» **Aim**: Count the lines in the entries below that contain the string "bare", treating uppercase and lowercase as different, and reply with only that number.
▼▼▼
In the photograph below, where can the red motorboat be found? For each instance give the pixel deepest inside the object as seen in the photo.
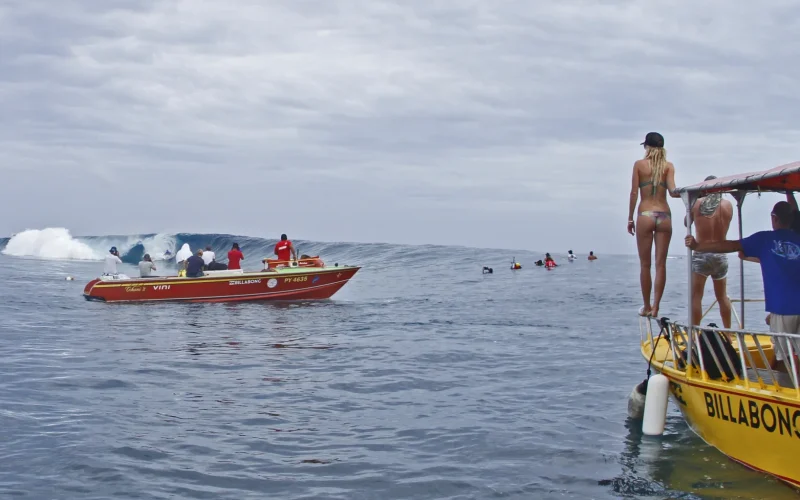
(289, 283)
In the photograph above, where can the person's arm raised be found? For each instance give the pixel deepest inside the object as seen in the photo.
(634, 199)
(671, 182)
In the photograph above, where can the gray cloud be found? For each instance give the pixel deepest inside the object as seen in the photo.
(394, 121)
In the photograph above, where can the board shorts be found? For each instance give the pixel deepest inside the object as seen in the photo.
(714, 265)
(782, 323)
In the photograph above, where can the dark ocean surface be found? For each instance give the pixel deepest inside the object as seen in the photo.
(422, 378)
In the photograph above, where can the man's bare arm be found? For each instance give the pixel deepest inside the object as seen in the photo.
(791, 200)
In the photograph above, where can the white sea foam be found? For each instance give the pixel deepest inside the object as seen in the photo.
(51, 243)
(56, 243)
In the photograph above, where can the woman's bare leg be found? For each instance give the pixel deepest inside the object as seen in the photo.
(644, 242)
(663, 236)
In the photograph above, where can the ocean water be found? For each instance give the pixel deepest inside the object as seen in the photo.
(422, 378)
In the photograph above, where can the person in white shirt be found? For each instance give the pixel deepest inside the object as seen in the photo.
(146, 266)
(208, 256)
(111, 261)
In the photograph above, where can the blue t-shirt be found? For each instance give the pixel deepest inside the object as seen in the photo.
(194, 266)
(779, 253)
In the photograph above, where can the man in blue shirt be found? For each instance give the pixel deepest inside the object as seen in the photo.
(778, 252)
(194, 265)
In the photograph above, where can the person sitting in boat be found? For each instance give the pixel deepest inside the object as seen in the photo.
(146, 266)
(180, 258)
(235, 256)
(285, 250)
(111, 261)
(796, 220)
(208, 256)
(712, 218)
(194, 265)
(778, 253)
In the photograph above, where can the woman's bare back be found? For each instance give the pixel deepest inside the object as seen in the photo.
(654, 200)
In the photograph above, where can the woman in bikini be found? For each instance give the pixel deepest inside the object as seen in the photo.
(654, 176)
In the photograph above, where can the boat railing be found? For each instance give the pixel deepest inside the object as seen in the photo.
(740, 358)
(733, 309)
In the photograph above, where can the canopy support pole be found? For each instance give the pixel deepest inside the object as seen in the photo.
(688, 200)
(739, 196)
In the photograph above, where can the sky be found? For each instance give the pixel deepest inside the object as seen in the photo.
(506, 124)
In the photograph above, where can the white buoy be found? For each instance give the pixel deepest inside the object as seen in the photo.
(655, 405)
(636, 401)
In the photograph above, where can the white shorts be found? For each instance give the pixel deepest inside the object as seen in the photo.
(779, 323)
(714, 265)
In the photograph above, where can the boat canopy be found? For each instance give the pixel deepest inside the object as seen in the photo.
(780, 179)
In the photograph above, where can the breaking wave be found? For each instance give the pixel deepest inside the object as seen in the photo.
(59, 244)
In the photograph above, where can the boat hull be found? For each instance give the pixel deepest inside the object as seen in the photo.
(289, 284)
(762, 433)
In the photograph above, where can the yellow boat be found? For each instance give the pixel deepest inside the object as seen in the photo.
(729, 395)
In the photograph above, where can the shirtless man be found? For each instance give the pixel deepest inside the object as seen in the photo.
(712, 218)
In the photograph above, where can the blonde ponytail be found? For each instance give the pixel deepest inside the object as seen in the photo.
(658, 163)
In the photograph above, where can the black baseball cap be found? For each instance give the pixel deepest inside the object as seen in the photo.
(654, 140)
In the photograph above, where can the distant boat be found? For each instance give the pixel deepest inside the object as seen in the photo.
(283, 283)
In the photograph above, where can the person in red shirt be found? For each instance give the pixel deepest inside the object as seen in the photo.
(234, 257)
(285, 250)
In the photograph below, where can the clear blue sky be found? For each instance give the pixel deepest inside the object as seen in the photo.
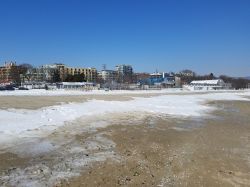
(168, 35)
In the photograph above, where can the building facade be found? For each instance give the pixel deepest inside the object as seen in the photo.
(90, 74)
(9, 73)
(124, 73)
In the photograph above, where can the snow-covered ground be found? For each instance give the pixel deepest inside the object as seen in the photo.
(22, 123)
(24, 132)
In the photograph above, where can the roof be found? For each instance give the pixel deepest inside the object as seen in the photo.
(215, 81)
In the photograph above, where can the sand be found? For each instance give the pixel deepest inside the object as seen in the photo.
(213, 152)
(151, 151)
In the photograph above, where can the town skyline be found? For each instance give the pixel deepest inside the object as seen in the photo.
(207, 36)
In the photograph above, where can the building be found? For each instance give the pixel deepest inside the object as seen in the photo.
(76, 85)
(90, 74)
(187, 73)
(216, 84)
(124, 73)
(108, 75)
(9, 73)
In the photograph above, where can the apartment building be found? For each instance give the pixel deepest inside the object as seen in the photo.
(9, 73)
(90, 74)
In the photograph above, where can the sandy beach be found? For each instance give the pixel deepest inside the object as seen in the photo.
(151, 145)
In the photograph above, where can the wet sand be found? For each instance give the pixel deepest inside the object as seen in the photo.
(36, 102)
(214, 152)
(154, 151)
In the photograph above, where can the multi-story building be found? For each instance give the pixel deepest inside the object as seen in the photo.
(125, 73)
(90, 74)
(9, 73)
(108, 75)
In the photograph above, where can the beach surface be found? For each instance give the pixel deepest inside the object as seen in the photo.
(142, 138)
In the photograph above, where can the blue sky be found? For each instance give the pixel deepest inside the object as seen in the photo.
(167, 35)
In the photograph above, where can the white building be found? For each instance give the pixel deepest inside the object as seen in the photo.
(76, 85)
(216, 84)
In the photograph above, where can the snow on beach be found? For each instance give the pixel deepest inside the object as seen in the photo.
(20, 122)
(25, 132)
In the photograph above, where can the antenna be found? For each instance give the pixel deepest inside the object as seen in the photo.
(104, 67)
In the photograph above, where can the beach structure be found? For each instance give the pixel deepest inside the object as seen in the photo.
(76, 85)
(216, 84)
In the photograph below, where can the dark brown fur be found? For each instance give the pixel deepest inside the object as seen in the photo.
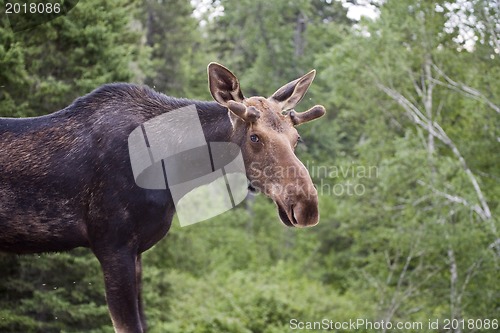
▲▲▲
» **Right answer**: 3